→ **SUPPLIED PASSAGE**:
####################

Driven by the same mechanism as the Scythian empire, tactical media does not want to be centralized. Similarly as the ancient warriors, tactical media projects prefer the ‘hit and run’ tactic as well as the phantom nature, as this may seem to be the only way of avoiding getting eaten by itself or the power they are meant to oppose.


Experience


During the last few months I had a chance to get closer to tactical media than I ever imagined. Recently I saw a movie on YouTube presenting the freshly growing technique of dead-dropping – a hybrid form of art combining digital data exchange and graffiti. Due to the fact I always was interested in street-art, wallpainting, urban activism and I always could declare myself as a fully armed urban-pirate, I watched the movie and got infected with the ideology of free culture, file exchange without Internet connection, and the viral unconventional approach to embedding data within a material urban landscape. The thought of installing USB flash drives within the city walls in places that are not covered by cameras grew in my head rapidly. I prepared my driller, stencil, glue and a stripped pendrive. I infected another person with my plan and went out to the city during night (as I used to with spray-paint). After the flash drive was glued into a building wall we vanished from the scene leaving no trace behind. In this particular example, the ephemerality of dead-drops is not found in the idea that sooner or later the drive will stop working due to the usage of material. As for my experience with this technique, ephemerality could be found the other day when we went to check if there was any additional data on the spot – the hole in the wall was even bigger than we drilled - both the stencil and the pendrive were gone.


Now as I think about this specific experience with a freshly emerged art practice, I am glad the USB vanished from the wall. Even though it is not there, someone who took it off got infected by the described ideas, and hopefully, one more ghost in Warsaw will try to spread the message under the banner of Jolly Roger.

####################

→ **EXERCISE REQUIREMENTS**:
Carry on the passage on tactical media and dead-drops from its last sentence. The data that comes next is from a separate source and is unrelated to the passage.

Dataset items:
####################

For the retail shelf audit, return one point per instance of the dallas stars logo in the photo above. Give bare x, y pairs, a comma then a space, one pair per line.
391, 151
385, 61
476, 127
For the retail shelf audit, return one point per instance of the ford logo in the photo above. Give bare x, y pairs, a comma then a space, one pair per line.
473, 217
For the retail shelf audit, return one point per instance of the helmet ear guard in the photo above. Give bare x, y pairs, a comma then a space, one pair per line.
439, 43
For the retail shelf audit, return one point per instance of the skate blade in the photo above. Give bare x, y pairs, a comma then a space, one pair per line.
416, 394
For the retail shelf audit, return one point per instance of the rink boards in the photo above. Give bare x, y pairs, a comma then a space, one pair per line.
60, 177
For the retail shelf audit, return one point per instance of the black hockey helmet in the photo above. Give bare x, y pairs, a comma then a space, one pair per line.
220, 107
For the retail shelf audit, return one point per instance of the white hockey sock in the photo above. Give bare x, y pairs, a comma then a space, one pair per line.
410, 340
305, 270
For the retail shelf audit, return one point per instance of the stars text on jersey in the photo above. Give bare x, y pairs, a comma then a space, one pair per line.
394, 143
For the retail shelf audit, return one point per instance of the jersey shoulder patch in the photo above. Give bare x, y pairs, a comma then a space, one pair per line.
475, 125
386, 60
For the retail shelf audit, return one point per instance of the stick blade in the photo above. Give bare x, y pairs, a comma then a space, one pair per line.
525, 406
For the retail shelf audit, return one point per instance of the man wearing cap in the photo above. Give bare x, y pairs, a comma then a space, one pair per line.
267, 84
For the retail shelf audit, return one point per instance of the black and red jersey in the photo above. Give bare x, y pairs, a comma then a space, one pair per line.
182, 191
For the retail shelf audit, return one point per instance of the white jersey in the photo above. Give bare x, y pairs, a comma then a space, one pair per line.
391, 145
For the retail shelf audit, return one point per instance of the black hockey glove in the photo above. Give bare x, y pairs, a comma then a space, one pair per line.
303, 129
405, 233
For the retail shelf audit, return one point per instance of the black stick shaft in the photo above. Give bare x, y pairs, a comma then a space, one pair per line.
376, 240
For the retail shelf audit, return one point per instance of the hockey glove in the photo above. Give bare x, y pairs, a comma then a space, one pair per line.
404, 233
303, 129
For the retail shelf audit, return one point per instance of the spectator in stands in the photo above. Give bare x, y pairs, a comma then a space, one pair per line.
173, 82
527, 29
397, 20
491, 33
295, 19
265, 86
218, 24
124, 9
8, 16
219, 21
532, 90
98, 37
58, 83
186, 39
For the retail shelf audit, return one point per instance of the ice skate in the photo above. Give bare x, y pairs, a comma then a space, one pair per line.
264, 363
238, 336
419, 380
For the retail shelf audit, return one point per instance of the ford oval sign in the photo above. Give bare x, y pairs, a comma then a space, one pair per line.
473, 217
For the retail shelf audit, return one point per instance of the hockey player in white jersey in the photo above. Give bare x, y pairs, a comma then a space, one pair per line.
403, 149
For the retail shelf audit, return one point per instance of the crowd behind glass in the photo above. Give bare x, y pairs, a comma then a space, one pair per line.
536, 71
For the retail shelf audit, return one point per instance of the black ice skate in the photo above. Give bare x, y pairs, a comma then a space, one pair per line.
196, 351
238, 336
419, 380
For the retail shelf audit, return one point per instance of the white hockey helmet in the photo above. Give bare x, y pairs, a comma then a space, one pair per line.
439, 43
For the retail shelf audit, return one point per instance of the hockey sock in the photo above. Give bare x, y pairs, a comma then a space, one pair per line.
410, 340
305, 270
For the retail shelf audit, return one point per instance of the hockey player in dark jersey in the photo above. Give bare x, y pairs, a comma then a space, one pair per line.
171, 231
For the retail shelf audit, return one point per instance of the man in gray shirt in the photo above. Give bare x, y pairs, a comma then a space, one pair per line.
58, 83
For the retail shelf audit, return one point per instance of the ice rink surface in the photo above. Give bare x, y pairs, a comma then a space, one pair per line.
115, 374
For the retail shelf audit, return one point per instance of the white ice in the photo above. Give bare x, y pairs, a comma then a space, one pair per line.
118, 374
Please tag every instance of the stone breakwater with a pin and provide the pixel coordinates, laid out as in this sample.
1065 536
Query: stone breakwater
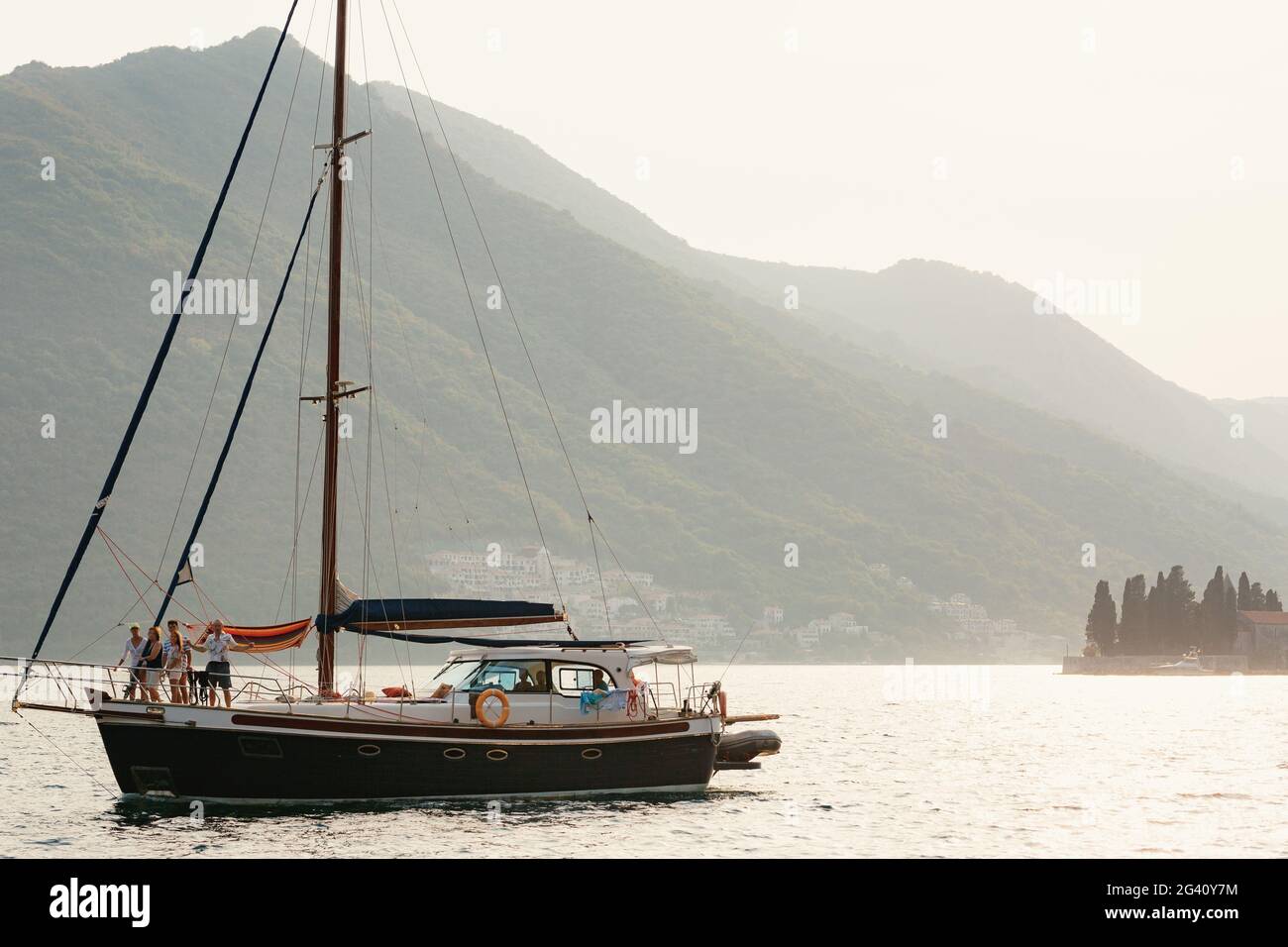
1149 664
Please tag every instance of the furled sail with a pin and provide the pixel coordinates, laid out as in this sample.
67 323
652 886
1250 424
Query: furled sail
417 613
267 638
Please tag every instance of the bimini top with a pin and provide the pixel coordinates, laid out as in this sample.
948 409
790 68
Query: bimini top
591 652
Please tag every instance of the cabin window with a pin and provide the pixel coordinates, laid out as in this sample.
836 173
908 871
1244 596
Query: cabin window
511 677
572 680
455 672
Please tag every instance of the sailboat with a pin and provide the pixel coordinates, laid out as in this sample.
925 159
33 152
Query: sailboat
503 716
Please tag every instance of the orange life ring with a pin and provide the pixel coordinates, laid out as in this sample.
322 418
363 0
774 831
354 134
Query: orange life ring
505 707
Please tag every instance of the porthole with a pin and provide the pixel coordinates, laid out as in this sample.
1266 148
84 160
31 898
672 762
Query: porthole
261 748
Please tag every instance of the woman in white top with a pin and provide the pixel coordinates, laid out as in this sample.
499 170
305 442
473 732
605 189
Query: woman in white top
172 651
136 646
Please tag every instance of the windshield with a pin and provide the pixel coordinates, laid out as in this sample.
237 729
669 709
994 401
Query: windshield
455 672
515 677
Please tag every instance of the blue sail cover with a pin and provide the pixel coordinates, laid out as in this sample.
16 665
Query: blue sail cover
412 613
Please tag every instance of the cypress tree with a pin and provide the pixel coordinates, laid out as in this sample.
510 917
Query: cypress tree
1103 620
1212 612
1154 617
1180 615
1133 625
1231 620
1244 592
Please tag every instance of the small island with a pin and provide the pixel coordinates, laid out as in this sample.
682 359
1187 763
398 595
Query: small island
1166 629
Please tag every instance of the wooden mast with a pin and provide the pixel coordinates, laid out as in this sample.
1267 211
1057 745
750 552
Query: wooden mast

####################

→ **TASK RESPONSE**:
Summary


While answering the problem stated by Lovink and Rossiter, one should bare in mind that the concepts of tactics over strategy and the preference of ephemerality over still structure are closely bound together. This is even more visible while looking at the participation of audience, transmission of ideology, viral structure of planting memories and ideas, artistic expression, and liquid structure. I believe tactical media, even though the common guerilla connotations and ‘borrowings’ of other artistic techniques, is best described by Raley in terms of its never-ending pressure on ephemerality of body and idea – its temporal nature:


Tactical media is performance for which a consumable product is not a primary endgame; it foregrounds the experiential over the physical. It leaves few material traces. As the action comes to an end, what is left is primarily living memory. (Raley, 2009: 13)



Bibliography and Readings:



Rita Raley, ‘Introduction: Tactical Media as Virtuosic Performance’c e , in Tactical Media, Minneapolis: University of Minnesota Press, 2009, pp. 1-30.

Critical Art Ensemble, ‘Nomadic Power and Cultural Resistance’, in The Electronic Disturbance, New York: Autonomedia, 1994, pp. 10-43.

Geert Lovink, ‘An Insider’s Guide to Tactical Media’, in Dark Fiber: Tracking Critical Internet Culture, Cambridge, MA: MIT Press, 2002, pp. 267-287.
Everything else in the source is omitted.